Each entry must be returned exactly. None may be omitted.

▶ **Provided entries**:
-=-=-=-=-
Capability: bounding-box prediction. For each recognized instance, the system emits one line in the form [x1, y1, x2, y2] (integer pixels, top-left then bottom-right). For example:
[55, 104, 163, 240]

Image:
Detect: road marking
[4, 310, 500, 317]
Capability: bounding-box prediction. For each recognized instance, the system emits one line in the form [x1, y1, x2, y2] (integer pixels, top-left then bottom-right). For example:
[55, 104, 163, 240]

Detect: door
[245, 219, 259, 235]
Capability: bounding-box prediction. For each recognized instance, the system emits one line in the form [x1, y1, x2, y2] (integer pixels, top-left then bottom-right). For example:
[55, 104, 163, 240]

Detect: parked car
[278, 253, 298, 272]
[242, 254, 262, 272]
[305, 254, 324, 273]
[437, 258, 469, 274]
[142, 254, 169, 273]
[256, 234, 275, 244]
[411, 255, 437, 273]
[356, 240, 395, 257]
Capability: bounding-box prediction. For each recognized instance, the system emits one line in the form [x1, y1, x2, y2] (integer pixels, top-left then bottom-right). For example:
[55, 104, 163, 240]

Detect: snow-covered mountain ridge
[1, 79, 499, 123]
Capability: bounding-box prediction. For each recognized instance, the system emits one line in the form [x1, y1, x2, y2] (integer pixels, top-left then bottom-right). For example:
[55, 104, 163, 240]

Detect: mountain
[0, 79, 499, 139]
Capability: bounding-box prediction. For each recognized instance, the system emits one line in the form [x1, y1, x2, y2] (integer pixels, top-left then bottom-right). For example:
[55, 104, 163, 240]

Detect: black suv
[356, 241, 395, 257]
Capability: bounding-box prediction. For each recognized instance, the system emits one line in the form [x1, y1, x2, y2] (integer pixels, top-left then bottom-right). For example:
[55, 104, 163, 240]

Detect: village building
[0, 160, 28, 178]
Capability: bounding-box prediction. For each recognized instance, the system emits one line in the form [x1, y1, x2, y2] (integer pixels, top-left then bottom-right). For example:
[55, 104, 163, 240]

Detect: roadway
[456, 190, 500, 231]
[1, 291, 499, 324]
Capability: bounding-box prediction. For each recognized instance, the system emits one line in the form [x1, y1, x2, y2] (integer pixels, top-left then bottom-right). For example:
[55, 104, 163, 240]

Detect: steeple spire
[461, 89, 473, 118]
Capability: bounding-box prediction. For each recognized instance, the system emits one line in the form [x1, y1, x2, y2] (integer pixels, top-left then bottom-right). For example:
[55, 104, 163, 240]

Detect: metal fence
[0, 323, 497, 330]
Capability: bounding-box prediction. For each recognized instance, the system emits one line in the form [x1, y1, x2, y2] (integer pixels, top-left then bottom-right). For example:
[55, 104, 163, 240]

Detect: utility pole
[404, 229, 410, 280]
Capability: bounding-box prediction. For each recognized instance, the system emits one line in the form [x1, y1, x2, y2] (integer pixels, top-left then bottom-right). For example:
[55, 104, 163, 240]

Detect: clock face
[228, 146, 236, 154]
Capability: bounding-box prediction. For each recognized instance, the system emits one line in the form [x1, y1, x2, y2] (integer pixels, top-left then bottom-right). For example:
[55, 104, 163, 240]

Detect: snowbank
-=-=-=-=-
▶ **Your response**:
Capability: bounding-box prediction. For each recognized instance, the system emits one line in the form [x1, y1, x2, y2] (integer pixels, top-left then bottom-right). For example:
[55, 104, 163, 240]

Image:
Detect: road marking
[4, 310, 500, 317]
Capability: bounding-box prediction. For each recognized instance, the system emits one line in the form [x1, y1, x2, y2] (integer pixels, top-left then bottom-right). For example:
[55, 104, 163, 240]

Detect: door
[245, 219, 259, 235]
Capability: bounding-box prediction. For each recognized instance, the system emits one line in the form [x1, y1, x2, y2] (integer pixels, top-left then bottom-right). For example:
[55, 104, 163, 240]

Detect: parked car
[278, 253, 298, 272]
[242, 254, 262, 272]
[305, 254, 324, 273]
[437, 258, 469, 274]
[142, 254, 169, 273]
[256, 234, 275, 244]
[411, 255, 437, 273]
[356, 240, 395, 257]
Capability: bounding-box prediction. For each recognized instance, the system emits one line in the form [x1, y1, x2, y2] (integer pixels, top-left then bottom-right). For example:
[55, 104, 163, 240]

Detect: snow-covered mountain ridge
[1, 79, 499, 123]
Capability: bounding-box prediction. For each recognized instance, the system emits one line in the form [x1, y1, x2, y2] (integer pixels, top-left then bottom-right). For example:
[55, 104, 163, 240]

Detect: mountain
[0, 79, 499, 139]
Capability: bounding-box prediction. For each recognized instance, the system emits one line in the form [x1, y1, x2, y2] (integer pixels, top-left then bottom-right). For example:
[55, 104, 163, 240]

Detect: black suv
[356, 241, 395, 257]
Capability: bounding-box prediction. For each recognized instance, the system emits one line in the form [x1, y1, x2, y2] (integer pixels, top-left then bottom-right). For example:
[55, 104, 163, 240]

Detect: village building
[0, 160, 28, 178]
Capability: bounding-box prediction. For each recognized instance, the system emits one line in the form [x1, y1, x2, y2] (integer pixels, top-left then bottom-right). For example:
[55, 104, 163, 240]

Detect: roadway
[456, 190, 500, 231]
[1, 291, 499, 324]
Capability: bounding-box prediction. For each recognized instance, the system emits one line in the form [x1, y1, x2, y2] (integer pixels, top-left then bottom-right). For example:
[55, 104, 163, 240]

Detect: steeple spire
[461, 89, 473, 118]
Capability: bounding-box prediction. For each recognized instance, the system emits one line in the form [x1, y1, x2, y2] (integer pixels, top-left then bottom-right). For example:
[55, 104, 163, 240]

Detect: metal fence
[0, 323, 497, 330]
Capability: bounding-box prediction. For each recognized instance, the system emits one line in the form [x1, y1, x2, y2] (integer pixels, top-left then bottom-right). For example:
[55, 104, 163, 240]

Detect: utility pole
[404, 229, 410, 280]
Capability: bounding-box prediction. For each recognized instance, the system emits one line in the form [x1, y1, x2, y2] (integer pixels, top-left then bottom-right). For example:
[55, 104, 163, 240]

Detect: clock face
[228, 146, 236, 154]
Capability: bounding-box prediction. For each recognized instance, the system emits one line in the form [x1, y1, x2, y2] (integer pixels, top-left then bottom-right). For example:
[55, 104, 163, 240]

Detect: snowbank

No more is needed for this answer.